▸ **TRECHO DA FONTE**
★ ★ ★ ★
Nei Lopes: 'sociedades marcadas pelo racismo'
Compositor e pesquisador
carioca lança 'O preto
que falava iídiche'
A obra narra um encontro
entre comunidades negra
e judaica na Praça Onze
O compositor, escritor e pesquisador Nei Lopes, com seu
novo livro, O preto que falava iídiche, (Record, 255 págs.),
lançado neste mês, busca fazer "um paralelo entre duas
sociedades marcadas pelo racismo". É a história de Nozinho na
Praça Onze carioca, um lugar marcado pela presença de várias
comunidades, não só a negra, como lembra Nei, autor de várias
obras dedicadas à cultura africana e à música, como o Dicionário
da história social do samba.
Ele
entrou no universo do samba "a contragosto da minha família",
recorda. "Minha mãe dizia: eles lá e nós aqui", conta
Nei Lopes, 76 anos completados em maio, criado em Irajá, área
suburbana da zona Norte do Rio de Janeiro, onde o pai comprou um
terreno em 1927 - Nei foi o último de 13 filhos. "Hoje, só
tem eu na prole". Pequeno, conheceu uma senhora que era
"banqueteira", como se dizia antigamente, trabalhando para
casas abastadas do Rio, e ligada à Portela. "Esse ambiente me
fascinou muito cedo", diz Nei, que anos depois se aproximaria do
Salgueiro, participando pela primeira vez do Carnaval em 1963,
justamente quando a escola de samba da Tijuca, também na zona Norte,
provocou uma pequena revolução no desfile com o enredo Xica da
Silva.
★ ★ ★ ★
▸ **DADOS EXTRAÍDOS**
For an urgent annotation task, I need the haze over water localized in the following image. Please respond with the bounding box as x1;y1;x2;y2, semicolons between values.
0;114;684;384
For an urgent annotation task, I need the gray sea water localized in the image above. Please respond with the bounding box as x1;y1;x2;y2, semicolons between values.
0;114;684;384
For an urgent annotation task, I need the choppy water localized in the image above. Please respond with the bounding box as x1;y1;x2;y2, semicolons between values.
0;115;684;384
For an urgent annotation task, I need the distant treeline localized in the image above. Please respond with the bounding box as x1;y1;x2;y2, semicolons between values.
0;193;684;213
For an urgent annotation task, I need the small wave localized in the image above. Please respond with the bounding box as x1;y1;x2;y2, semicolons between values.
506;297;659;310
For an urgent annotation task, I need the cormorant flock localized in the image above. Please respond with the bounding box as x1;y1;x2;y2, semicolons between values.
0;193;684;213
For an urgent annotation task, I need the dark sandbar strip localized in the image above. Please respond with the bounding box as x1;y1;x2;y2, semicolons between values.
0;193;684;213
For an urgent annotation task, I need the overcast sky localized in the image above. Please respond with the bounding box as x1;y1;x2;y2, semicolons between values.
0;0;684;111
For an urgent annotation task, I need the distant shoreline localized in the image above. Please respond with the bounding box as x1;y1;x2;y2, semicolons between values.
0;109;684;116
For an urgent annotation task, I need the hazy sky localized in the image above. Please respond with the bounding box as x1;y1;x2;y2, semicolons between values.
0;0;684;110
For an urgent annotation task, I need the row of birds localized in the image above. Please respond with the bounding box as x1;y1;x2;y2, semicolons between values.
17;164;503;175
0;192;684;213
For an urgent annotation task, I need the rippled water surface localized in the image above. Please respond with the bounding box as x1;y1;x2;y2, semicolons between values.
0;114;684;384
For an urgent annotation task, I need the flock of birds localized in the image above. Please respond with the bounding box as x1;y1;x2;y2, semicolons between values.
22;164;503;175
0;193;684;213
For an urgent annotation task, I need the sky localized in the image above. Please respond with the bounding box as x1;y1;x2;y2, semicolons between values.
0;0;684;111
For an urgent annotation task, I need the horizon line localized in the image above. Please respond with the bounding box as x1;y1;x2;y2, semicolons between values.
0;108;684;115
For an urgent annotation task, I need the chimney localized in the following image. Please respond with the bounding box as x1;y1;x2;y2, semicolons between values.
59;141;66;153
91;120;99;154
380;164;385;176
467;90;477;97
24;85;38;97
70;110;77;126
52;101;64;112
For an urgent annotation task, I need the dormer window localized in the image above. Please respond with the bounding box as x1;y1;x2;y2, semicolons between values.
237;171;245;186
★ ★ ★ ★
▸ **DESCRIÇÃO DO EXERCÍCIO**
Cite na íntegra a matéria sobre Nei Lopes apresentada acima, sem alterar nenhuma palavra.

▸ **SOLUÇÃO DO PROBLEMA**
Nei Lopes: 'sociedades marcadas pelo racismo'
Compositor e pesquisador
carioca lança 'O preto
que falava iídiche'
A obra narra um encontro
entre comunidades negra
e judaica na Praça Onze
O compositor, escritor e pesquisador Nei Lopes, com seu
novo livro, O preto que falava iídiche, (Record, 255 págs.),
lançado neste mês, busca fazer "um paralelo entre duas
sociedades marcadas pelo racismo". É a história de Nozinho na
Praça Onze carioca, um lugar marcado pela presença de várias
comunidades, não só a negra, como lembra Nei, autor de várias
obras dedicadas à cultura africana e à música, como o Dicionário
da história social do samba.
Ele
entrou no universo do samba "a contragosto da minha família",
recorda. "Minha mãe dizia: eles lá e nós aqui", conta
Nei Lopes, 76 anos completados em maio, criado em Irajá, área
suburbana da zona Norte do Rio de Janeiro, onde o pai comprou um
terreno em 1927 - Nei foi o último de 13 filhos. "Hoje, só
tem eu na prole". Pequeno, conheceu uma senhora que era
"banqueteira", como se dizia antigamente, trabalhando para
casas abastadas do Rio, e ligada à Portela. "Esse ambiente me
fascinou muito cedo", diz Nei, que anos depois se aproximaria do
Salgueiro, participando pela primeira vez do Carnaval em 1963,
justamente quando a escola de samba da Tijuca, também na zona Norte,
provocou uma pequena revolução no desfile com o enredo Xica da
Silva.